Given data:
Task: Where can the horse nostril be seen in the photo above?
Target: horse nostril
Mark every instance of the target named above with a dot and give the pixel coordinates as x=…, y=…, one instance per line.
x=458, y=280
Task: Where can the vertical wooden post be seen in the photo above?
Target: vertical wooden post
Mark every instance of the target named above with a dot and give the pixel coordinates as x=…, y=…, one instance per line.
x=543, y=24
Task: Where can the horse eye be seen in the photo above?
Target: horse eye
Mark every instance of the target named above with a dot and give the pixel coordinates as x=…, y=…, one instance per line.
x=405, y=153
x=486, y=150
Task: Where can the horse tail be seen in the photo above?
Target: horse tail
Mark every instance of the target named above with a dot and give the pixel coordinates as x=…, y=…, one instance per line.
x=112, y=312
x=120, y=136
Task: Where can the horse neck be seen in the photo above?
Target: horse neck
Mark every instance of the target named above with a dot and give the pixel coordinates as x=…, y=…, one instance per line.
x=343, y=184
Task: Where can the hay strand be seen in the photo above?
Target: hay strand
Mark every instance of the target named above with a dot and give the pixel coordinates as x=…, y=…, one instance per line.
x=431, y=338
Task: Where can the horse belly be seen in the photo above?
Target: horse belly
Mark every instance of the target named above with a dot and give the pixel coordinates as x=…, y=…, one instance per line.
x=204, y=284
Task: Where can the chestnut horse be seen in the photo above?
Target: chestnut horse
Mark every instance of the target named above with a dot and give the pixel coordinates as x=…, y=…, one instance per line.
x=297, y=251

--

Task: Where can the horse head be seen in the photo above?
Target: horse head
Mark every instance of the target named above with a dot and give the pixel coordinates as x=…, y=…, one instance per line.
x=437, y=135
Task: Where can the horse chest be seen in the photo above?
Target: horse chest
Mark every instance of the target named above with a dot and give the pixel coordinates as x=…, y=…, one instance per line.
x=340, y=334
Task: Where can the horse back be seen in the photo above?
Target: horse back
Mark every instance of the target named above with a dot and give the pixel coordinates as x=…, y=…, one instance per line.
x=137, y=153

--

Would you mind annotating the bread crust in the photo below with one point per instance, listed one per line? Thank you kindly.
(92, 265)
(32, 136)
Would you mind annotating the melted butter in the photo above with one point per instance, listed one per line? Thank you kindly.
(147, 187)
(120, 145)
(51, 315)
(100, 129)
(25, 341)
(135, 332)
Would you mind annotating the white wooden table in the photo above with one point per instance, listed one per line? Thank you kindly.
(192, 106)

Exercise brief:
Copy out the material from the line containing "Task: Where can the horse chest" to the line containing "x=137, y=153", both included, character for character.

The output:
Task: Where can the horse chest be seen in the photo above?
Target: horse chest
Mark every instance of the target named above with a dot and give the pixel coordinates as x=…, y=…, one instance per line.
x=340, y=334
Task: Where can the horse back be seen in the photo above?
Target: horse back
Mark every instance of the target named above with a dot and give the pixel coordinates as x=…, y=…, one instance per line.
x=137, y=153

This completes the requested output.